Listed entries:
·····

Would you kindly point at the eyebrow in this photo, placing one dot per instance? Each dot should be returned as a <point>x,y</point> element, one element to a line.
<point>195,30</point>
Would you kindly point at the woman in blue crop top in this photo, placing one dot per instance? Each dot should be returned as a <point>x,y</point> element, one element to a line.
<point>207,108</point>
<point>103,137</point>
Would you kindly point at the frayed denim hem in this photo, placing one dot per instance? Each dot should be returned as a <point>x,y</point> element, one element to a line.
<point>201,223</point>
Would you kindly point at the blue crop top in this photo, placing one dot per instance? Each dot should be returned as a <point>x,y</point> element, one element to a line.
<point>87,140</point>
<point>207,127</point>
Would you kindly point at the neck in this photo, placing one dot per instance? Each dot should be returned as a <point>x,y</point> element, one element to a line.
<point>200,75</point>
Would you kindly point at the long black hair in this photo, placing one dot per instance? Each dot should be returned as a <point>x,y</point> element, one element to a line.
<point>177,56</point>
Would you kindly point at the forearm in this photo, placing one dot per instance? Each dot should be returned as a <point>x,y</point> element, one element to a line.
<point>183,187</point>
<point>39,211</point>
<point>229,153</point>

·····

What you are asked to do: Please set down all of the entries above again, word for word and in the same order.

Problem solution:
Would you kindly point at the eyebrow in this photo, placing one dot per instance? Each dot should be returned as a <point>x,y</point> element, one element to a line.
<point>195,30</point>
Would you kindly point at the woman in blue crop top in this photo, placing one dot per instance? Each dot should be returned as a <point>x,y</point> element, one element to a line.
<point>207,108</point>
<point>103,137</point>
Would you kindly point at the frayed denim hem in this photo, placing one dot per instance? Each dot should be returned as a <point>x,y</point> element, one element to a line.
<point>201,223</point>
Would you kindly point at the blue crop top in this photo, placing one dot per instance? Each dot should be returned as a <point>x,y</point> element, one element to a line.
<point>87,140</point>
<point>207,127</point>
Would you kindly point at the neck in this photo, placing one dot per instance? Each dot should be returned as a <point>x,y</point> element, one element to a line.
<point>200,75</point>
Would you kindly point at the long black hair in this photo, placing one dot per instance? Each dot should be returned as a <point>x,y</point> element, one element to a line.
<point>177,56</point>
Would you kindly point at the forearm in this photo, placing one dot per instance? Each dot should be returned as a <point>x,y</point> element, one element to a line.
<point>183,187</point>
<point>39,211</point>
<point>229,153</point>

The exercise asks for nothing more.